TEXT EXCERPT:
Some do wait, but in our particular lineage we learn footwork pretty much from day one coupled with the typical stance training.
I think this is a good balanced approach.
 
Why does WC have to wait until wooden dummy, double knifes, and long pole to start the footwork training? If a WC student just finishes his 3 solo hand forms, will he learn enough footwork? Should a student learn important stuff during day one?
If that is happening, in my experience, it is an instructor or a particular group. In my training and what I instruct footwork is drilled from day 1.
 
Why does WC have to wait until wooden dummy, double knifes, and long pole to start the footwork training? If a WC student just finishes his 3 solo hand forms, will he learn enough footwork? Should a student learn important stuff during day one?

IME, these things (footwork from wm, pole, knives) were began in first day, week, month etc because of their importance.
 
Why does WC have to wait until wooden dummy, double knifes, and long pole to start the footwork training? If a WC student just finishes his 3 solo hand forms, will he learn enough footwork? Should a student learn important stuff during day one?

Yes.
 
You do learn footwork from day one. From the minute you open your stance you are learning footwork. Learning wing chun is a process, a progression. You need a lot of leg strength and correct shape to do foot work. This is acheived through stance training. Then you strengthen the individual components of the foot work in the forms. Only to finally put it all to use and application in the dummy. By this stage the quality or 'end product' should be of a very high quality because you have spent years refining the individual and various components of your footwork before putting it together. If you are someone who thinks that process takes too long.. then i suggest you look into the history and defenition of the term "kung fu".
 
You do learn footwork from day one. From the minute you open your stance you are learning footwork.
Stance and foot work are different.

- The stance is how you put weight on both legs.
- The foot work is how to move your feet from point (L1, R1) to point (L2, R2).

The following picture shows the "wheeling step" that you move yourself to be outside of your opponent's attacking path. The "wheeling step" has nothing to do with your weight distribution.


wheeling_step.jpg
 
This seems to be the fundamental difference in the way Obijaunsalami and I see the stance compared to how you see it. If all you think the stance is is putting weight on your legs, then that is fundamentally different to how we see it as a developmental tool that establishes a foundation for all of the kung fu that a person will ever do.

If all you think a stance is is putting weight on your legs, then sure, footwork (that is to say stepping etc.) may as well come immediately since it seems you put no developmental value in a stance.

For us however the stance develops all the fundamental attributes that you need to do kung fu, and if you either don’t do the necessary stance training, or rush it (which is essentially what you seem to advocate), you cut short the development of those attributes; that is assuming you actually train your stance in a way to develop those attributes in the first place (most people I have seen don’t train it in that way, by the way). This is why Obijaunsalami said you are developing your footwork from the very moment you open your stance. It is also why he said that the better your stance training is the higher quality you will get at the outcome.

So, going back to the initial question that started this thread, (paraphrasing here) is there much footwork in wing chun? And the OP noted how, as a beginner he seems to be doing a lot of stance training and not much “footwork”. And he is doing YKS wing chun (which Obijuansalami and I have done for years).

EXTRACTED MATERIAL:

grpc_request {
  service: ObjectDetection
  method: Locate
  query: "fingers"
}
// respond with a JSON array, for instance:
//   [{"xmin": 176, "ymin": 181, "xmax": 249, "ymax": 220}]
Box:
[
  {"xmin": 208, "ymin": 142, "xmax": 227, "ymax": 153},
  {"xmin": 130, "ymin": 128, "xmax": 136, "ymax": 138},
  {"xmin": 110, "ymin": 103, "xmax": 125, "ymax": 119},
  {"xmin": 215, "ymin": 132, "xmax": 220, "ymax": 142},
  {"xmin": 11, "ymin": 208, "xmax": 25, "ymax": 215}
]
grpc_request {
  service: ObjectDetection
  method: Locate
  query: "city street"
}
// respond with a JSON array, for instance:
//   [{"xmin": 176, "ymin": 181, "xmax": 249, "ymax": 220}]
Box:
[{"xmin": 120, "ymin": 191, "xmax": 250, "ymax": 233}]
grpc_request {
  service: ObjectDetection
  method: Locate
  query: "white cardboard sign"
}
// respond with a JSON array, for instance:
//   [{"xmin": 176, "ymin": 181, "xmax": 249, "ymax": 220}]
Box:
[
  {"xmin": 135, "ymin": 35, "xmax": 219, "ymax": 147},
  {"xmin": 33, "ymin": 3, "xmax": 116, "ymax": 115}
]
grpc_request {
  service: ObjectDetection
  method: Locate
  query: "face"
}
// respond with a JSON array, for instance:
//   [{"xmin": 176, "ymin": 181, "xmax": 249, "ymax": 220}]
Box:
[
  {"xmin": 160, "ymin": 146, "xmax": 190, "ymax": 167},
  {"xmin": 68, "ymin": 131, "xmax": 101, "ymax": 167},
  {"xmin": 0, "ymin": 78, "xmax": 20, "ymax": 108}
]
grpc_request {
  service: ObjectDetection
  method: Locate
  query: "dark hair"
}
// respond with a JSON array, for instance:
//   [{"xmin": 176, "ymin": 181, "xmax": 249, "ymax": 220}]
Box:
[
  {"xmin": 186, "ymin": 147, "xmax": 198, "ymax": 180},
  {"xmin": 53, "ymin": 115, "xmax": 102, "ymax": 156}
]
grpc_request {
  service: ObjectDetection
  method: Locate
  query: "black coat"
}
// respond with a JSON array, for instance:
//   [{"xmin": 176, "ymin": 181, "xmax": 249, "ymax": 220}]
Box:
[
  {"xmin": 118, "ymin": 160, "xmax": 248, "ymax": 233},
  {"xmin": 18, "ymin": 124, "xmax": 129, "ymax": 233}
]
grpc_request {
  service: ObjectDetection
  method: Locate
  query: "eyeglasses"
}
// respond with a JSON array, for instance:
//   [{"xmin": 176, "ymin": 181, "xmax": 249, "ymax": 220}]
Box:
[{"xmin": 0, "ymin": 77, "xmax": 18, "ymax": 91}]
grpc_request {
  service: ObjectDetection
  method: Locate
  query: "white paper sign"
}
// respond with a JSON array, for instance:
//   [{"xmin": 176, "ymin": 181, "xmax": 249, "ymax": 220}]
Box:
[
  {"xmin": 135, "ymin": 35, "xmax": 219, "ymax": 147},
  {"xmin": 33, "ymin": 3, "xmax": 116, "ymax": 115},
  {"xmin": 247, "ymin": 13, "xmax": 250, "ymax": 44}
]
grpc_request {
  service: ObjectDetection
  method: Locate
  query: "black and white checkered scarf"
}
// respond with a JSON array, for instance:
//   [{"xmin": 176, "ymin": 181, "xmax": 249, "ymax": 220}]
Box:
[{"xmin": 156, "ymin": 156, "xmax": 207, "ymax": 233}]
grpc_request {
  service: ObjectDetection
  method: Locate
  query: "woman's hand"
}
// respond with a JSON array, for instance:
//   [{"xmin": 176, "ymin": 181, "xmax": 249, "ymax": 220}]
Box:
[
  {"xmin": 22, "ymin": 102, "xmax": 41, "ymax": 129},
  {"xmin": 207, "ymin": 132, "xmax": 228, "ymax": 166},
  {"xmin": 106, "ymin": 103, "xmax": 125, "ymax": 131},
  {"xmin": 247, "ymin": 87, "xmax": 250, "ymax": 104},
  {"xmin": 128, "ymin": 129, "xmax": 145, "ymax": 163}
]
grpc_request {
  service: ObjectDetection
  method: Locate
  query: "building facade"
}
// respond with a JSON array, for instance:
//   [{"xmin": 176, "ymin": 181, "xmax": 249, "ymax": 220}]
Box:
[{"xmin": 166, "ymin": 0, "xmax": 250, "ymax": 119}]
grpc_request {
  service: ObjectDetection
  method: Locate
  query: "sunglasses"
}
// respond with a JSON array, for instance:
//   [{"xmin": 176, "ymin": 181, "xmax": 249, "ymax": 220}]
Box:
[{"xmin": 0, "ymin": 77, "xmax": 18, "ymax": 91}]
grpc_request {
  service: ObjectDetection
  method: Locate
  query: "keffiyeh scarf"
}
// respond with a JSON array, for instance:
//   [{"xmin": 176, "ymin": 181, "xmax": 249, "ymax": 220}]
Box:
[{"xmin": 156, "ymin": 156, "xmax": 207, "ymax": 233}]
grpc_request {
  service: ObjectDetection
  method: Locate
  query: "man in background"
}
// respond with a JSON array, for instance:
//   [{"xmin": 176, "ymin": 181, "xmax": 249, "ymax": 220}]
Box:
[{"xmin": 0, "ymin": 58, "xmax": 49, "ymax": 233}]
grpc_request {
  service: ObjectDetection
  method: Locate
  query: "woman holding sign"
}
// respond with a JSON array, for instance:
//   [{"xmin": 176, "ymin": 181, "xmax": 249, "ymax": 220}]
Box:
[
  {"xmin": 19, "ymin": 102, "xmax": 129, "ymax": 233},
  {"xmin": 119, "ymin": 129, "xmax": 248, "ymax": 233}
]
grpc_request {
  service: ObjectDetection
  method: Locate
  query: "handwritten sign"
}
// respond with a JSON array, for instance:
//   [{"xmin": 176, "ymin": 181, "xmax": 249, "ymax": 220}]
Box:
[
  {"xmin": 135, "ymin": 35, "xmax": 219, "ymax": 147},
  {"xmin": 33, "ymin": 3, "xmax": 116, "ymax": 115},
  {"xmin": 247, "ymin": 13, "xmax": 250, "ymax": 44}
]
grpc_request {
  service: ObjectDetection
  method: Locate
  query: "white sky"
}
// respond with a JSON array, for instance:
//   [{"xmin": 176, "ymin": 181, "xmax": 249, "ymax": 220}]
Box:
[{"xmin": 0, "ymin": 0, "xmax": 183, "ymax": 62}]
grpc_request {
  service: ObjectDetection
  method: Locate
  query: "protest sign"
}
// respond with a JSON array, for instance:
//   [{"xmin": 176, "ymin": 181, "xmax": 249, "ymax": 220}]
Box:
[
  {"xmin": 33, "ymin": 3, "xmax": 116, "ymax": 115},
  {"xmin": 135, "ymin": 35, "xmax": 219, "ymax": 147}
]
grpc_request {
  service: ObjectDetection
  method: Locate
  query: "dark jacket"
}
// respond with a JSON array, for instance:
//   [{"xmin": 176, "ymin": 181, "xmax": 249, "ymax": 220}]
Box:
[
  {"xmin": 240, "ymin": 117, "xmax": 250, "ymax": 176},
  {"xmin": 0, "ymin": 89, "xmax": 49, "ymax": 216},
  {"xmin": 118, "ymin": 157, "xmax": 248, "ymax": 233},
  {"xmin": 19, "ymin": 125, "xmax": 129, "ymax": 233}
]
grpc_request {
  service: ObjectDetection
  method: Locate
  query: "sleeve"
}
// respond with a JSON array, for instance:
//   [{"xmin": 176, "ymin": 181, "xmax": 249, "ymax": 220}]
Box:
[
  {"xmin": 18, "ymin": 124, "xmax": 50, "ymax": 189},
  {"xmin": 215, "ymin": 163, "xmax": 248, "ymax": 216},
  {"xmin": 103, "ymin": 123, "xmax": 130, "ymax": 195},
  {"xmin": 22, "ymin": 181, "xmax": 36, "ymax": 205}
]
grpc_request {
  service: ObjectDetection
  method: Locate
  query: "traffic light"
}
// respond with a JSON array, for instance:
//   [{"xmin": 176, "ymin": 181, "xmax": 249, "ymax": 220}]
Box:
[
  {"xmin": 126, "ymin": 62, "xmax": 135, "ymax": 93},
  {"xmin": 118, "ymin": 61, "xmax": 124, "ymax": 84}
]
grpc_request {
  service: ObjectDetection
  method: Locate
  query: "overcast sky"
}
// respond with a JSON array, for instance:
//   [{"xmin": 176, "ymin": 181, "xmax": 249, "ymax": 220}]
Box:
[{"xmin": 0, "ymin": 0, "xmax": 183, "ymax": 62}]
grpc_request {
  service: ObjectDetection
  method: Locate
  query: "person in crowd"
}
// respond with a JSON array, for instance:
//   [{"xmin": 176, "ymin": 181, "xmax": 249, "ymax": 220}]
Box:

CHALLENGE 1:
Write out the part of the wing chun footwork discussion between "- The foot work" and "in a stance.", inclusive.
CHALLENGE 2:
Report every line of the records that contains the string "black".
The wing chun footwork discussion and the records have nothing to do with each other.

EXERCISE RESULT 1:
- The foot work is how to move your feet from point (L1, R1) to point (L2, R2).

The following picture shows the "wheeling step" that you move yourself to be outside of your opponent's attacking path. The "wheeling step" has nothing to do with your weight distribution.


wheeling_step.jpg
 
This seems to be the fundamental difference in the way Obijaunsalami and I see the stance compared to how you see it. If all you think the stance is is putting weight on your legs, then that is fundamentally different to how we see it as a developmental tool that establishes a foundation for all of the kung fu that a person will ever do.

If all you think a stance is is putting weight on your legs, then sure, footwork (that is to say stepping etc.) may as well come immediately since it seems you put no developmental value in a stance.

EXERCISE RESULT 2:
  query: "black coat"
  query: "black and white checkered scarf"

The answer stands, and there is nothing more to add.